# [Written exercise]
Count the lines in the data below that contain the string "blue", treating uppercase and lowercase letters as distinct. Reply with the number alone.

# [Input records]

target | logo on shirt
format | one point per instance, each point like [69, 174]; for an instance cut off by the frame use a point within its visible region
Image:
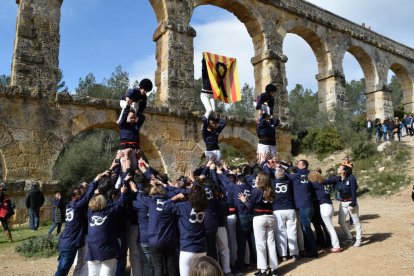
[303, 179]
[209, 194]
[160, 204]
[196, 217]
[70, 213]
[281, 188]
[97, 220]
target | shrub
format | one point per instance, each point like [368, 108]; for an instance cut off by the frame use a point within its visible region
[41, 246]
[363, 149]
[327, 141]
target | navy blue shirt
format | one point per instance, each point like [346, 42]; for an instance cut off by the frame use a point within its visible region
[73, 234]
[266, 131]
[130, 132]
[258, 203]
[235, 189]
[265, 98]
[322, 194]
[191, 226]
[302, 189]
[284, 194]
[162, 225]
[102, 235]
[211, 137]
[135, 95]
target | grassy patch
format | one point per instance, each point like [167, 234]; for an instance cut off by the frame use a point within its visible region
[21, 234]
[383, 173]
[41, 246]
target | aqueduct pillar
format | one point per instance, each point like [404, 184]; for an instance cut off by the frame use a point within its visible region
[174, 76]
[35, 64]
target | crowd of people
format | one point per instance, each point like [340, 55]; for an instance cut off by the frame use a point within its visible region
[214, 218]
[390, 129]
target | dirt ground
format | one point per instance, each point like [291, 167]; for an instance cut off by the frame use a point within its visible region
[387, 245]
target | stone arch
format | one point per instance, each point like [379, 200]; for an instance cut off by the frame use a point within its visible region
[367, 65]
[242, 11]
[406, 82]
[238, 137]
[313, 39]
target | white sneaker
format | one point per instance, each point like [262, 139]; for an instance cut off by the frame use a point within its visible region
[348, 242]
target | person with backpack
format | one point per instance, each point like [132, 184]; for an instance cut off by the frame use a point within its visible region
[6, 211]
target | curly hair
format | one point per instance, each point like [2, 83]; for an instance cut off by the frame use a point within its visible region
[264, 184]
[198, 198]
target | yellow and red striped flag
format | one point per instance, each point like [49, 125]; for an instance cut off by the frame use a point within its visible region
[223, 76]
--
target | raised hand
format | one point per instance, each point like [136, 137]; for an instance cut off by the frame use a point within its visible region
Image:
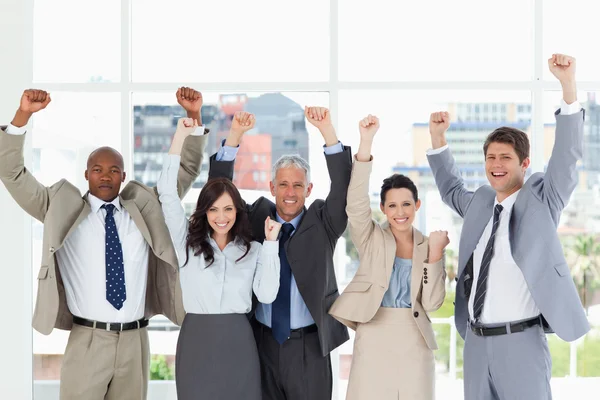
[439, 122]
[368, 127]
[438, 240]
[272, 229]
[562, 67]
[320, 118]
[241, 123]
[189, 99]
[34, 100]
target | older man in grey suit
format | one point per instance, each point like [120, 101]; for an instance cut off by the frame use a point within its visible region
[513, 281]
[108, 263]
* * *
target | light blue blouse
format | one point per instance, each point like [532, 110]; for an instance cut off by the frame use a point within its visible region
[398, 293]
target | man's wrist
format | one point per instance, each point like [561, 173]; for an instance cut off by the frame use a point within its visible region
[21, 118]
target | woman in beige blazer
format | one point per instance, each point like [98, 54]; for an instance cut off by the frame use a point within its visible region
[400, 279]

# [Solution to this exercise]
2